Information Start Marker

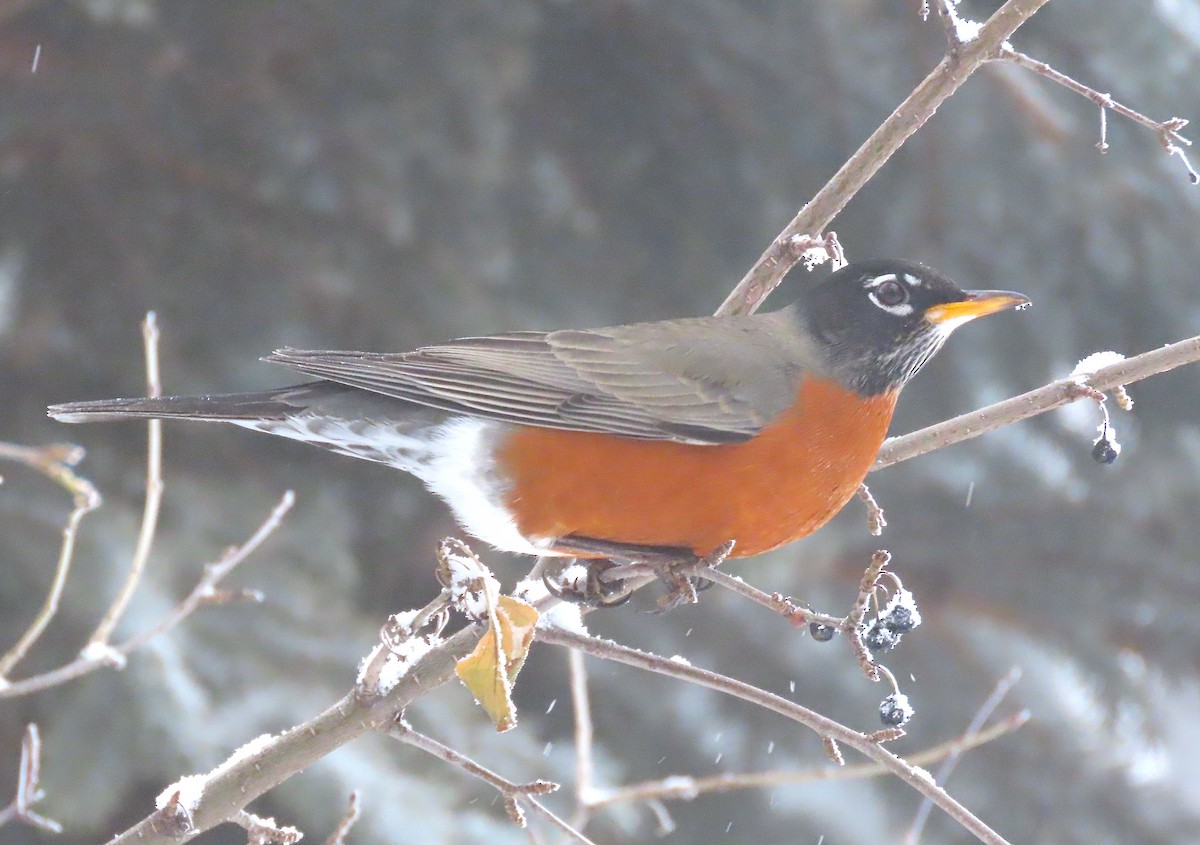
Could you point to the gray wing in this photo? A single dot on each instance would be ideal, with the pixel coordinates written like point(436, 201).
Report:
point(705, 381)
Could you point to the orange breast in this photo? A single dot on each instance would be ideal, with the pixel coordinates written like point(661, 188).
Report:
point(779, 486)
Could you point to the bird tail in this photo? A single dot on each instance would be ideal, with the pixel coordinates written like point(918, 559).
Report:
point(228, 407)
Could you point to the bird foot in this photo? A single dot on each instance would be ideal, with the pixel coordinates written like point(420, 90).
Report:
point(607, 579)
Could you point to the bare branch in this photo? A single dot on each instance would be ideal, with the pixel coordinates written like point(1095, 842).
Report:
point(585, 765)
point(103, 631)
point(987, 708)
point(1168, 131)
point(205, 592)
point(868, 745)
point(261, 831)
point(234, 785)
point(875, 519)
point(910, 115)
point(1054, 395)
point(514, 793)
point(343, 827)
point(29, 790)
point(55, 463)
point(683, 787)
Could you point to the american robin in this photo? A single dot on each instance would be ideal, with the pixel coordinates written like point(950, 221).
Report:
point(678, 435)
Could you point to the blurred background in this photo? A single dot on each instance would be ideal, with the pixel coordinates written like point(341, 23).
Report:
point(378, 174)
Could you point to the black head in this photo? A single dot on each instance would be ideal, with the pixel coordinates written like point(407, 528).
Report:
point(877, 322)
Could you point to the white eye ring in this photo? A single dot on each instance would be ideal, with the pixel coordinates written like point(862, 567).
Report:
point(888, 285)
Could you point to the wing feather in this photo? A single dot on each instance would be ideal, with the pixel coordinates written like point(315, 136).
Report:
point(664, 382)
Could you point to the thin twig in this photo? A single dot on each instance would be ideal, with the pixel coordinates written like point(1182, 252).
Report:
point(864, 744)
point(343, 827)
point(55, 463)
point(683, 787)
point(103, 633)
point(205, 592)
point(29, 790)
point(875, 520)
point(774, 601)
point(978, 720)
point(1168, 131)
point(261, 831)
point(514, 793)
point(581, 709)
point(948, 16)
point(1054, 395)
point(910, 115)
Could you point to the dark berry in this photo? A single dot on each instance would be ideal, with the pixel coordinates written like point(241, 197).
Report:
point(821, 631)
point(895, 711)
point(880, 639)
point(901, 619)
point(1105, 450)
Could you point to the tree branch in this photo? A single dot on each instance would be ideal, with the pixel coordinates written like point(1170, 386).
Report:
point(55, 463)
point(103, 633)
point(233, 785)
point(513, 792)
point(1168, 131)
point(822, 725)
point(684, 787)
point(909, 117)
point(205, 592)
point(1054, 395)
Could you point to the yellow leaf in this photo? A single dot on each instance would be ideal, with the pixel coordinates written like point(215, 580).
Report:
point(490, 670)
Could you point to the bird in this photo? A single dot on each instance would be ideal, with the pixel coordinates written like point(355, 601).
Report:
point(676, 436)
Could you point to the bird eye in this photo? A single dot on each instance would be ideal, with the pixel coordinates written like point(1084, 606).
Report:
point(891, 293)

Information End Marker

▶ **Exercise**: The records must be restated word for word, apart from any images.

▶ **Task result**:
Could you point to the gray wing in this photo? A single dot on each instance would be ideal, with the pixel coordinates written like point(436, 201).
Report:
point(705, 381)
Could you point to the orange breast in this photo? A single dot on each instance would be ideal, with the pixel coordinates written like point(661, 188).
Report:
point(779, 486)
Could you point to the bird tail in this photo? A single dot on each instance would be ideal, with the pixel coordinates written like point(918, 559).
Report:
point(228, 407)
Could you point to the bird foot in this photo? A single dot on each instance would be ideal, with the pixel coordinates written like point(420, 90).
Report:
point(607, 579)
Could you point to the bare branch in this photo? A single dot on each instance would be ideal, with the pixel coordinates written like point(1095, 842).
Report:
point(585, 765)
point(103, 631)
point(987, 708)
point(1168, 131)
point(205, 592)
point(868, 745)
point(261, 831)
point(234, 785)
point(875, 519)
point(910, 115)
point(1054, 395)
point(514, 793)
point(343, 827)
point(29, 790)
point(55, 463)
point(683, 787)
Could you point to the american robin in this photo? A single dot on each instance would be ideal, with the pixel coordinates written like point(950, 221).
Report:
point(678, 435)
Could you point to the blurred background in this photo? A single dot on each instance would be ideal, with the pixel coordinates written like point(341, 23).
Report:
point(378, 174)
Could you point to the black head in this photo? A single dot on each instance would be ideal, with the pixel coordinates written like point(407, 528).
Report:
point(877, 322)
Could you point to the white eye ring in this photo? A single dot on each instance would be ideal, with the pixel coordinates written like point(862, 567).
Report:
point(888, 285)
Could you point to the wing feather in this photo? A single dot on each instance would be ideal, with the pixel coordinates written like point(315, 136).
Report:
point(664, 382)
Could you point to the thin twig in this photo? A single dot on each instance would be ideal, with the pixel coordinates written like point(1182, 252).
Report:
point(864, 744)
point(343, 827)
point(55, 463)
point(683, 787)
point(103, 633)
point(205, 592)
point(29, 790)
point(875, 520)
point(774, 601)
point(978, 720)
point(1168, 131)
point(261, 831)
point(514, 793)
point(581, 709)
point(948, 16)
point(1054, 395)
point(910, 115)
Could you point to the dark berry in this photo? A single dot on each instance would be ideal, with the pixel coordinates written like point(241, 197).
Report:
point(821, 631)
point(895, 711)
point(880, 639)
point(901, 619)
point(1105, 450)
Could you point to the tree branch in this photo? A single dot on each instance would be ideal, with the pixel coordinates written like point(1170, 386).
Report:
point(55, 463)
point(103, 633)
point(233, 785)
point(513, 792)
point(1168, 131)
point(822, 725)
point(684, 787)
point(909, 117)
point(205, 592)
point(1054, 395)
Could you point to the yellow leaf in this photo? A single dot on each instance would be ideal, with the pixel coordinates written like point(215, 580).
Report:
point(490, 670)
Could you point to the bird in this photo? A single dot on each instance would be ideal, with the pixel coordinates written like point(355, 601).
Report:
point(676, 436)
Could you point to the bird eye in this photo? A single dot on each instance would be ideal, with the pixel coordinates written like point(1084, 606).
Report:
point(891, 293)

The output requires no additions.